■ FRAGMENT TEKSTU:
Reklama

Tragedia, której nikt nie przewidział. Czego dowiedzieliśmy się po premierze "Demi Lovato: Dancing With The Devil"?

Do sieci trafiły pierwsza dwa odcinki serialu dokumentalnego opowiadającego o przedawkowaniu Demi Lovato z 2018 roku. O czym wokalistka opowiedziała przed kamerami?

Do sieci trafiły pierwsza dwa odcinki serialu dokumentalnego opowiadającego o przedawkowaniu Demi Lovato z 2018 roku. O czym wokalistka opowiedziała  przed kamerami?
Demi Lovato opowiedziała o przedawkowaniu /Jeff Kravitz /Getty Images

23 marca na Youtube trafił pierwszy odcinek dokumentalnego serialu "Demi Lovato: Dancing With The Devil". Dzięki niemu poznaliśmy punkt widzenia piosenkarki na wydarzenia z lipca 2018 roku. To właśnie wtedy gwiazda trafiła do szpitala po przedawkowaniu, a po opuszczeniu placówki znalazła się na odwyku.

Co wiedzieliśmy jeszcze przed premierą dokumentu?

■ WYCIĄG Z DANYCH:
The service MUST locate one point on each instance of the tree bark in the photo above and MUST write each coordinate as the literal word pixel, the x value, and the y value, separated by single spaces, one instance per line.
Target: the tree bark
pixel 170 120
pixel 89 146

■ ZADANIE 1: Ustal, czy poniższe zdania zgadzają się z tekstem o serialu o Demi Lovato; przy każdym odpowiedz „tak” lub „nie” i przytocz dosłownie rozstrzygające słowa tekstu. (a) Pierwszy odcinek serialu pojawił się na YouTube 23 marca. (b) Piosenkarka przedawkowała w 2019 roku. (c) Po wyjściu ze szpitala piosenkarka znalazła się na odwyku.
■ ZADANIE 2: Przedstaw w formie krótkiej listy akapit tekstu o serialu o Demi Lovato zaczynający się od słów „23 marca na Youtube”, zachowując jego najważniejsze fakty.
■ ZADANIE 3: Kontynuuj tekst o serialu o Demi Lovato, zaczynając zaraz po jego ostatnim zdaniu.

■ ODPOWIEDŹ PISEMNA 1:
(a) Tak: „23 marca na Youtube trafił pierwszy odcinek dokumentalnego serialu”.
(b) Nie: „na wydarzenia z lipca 2018 roku. To właśnie wtedy gwiazda trafiła do szpitala po przedawkowaniu”.
(c) Tak: „a po opuszczeniu placówki znalazła się na odwyku”.

■ ODPOWIEDŹ PISEMNA 2:
- 23 marca na YouTube ukazał się pierwszy odcinek serialu dokumentalnego „Demi Lovato: Dancing With The Devil”.
- Serial pokazuje, jak piosenkarka widzi wydarzenia z lipca 2018 roku.
- W lipcu 2018 roku trafiła do szpitala po przedawkowaniu.
- Po wyjściu ze szpitala znalazła się na odwyku.

■ ODPOWIEDŹ PISEMNA 3:
Jeszcze przed premierą "Demi Lovato: Dancing With The Devil" do opinii publicznej wyciekło kilka informacji, które pojawią się w serialu o życiu piosenkarki.  W zwiastunie do produkcji dowiedzieliśmy się, jak blisko śmierci była Lovato. "Miałam trzy udary, miałam zawał serca. Moi lekarze stwierdzili, że pożyję jeszcze maksymalnie 10 minut" - mogliśmy usłyszeć.

Reklama

"Nie siadam za kółkiem, bo mam mroczki przed oczami. Przez pewien czas nie mogłam czytać... Powrót do czytania po dwóch miesiącach był wielkim wyczynem, wcześniej miałam całkowicie rozmyty obraz" - mówiła w wywiadzie promującym serial.

Lovato przyznała się również do faktu, że została zgwałcona przez dilera, który przywiózł jej narkotyki nocą, gdy przedawkowała. Zdradziła również, że wielokrotnie w przeszłości była napastowana seksualnie (została zgwałcona w wieku 15 lat, gdy pracowała jeszcze dla Disneya).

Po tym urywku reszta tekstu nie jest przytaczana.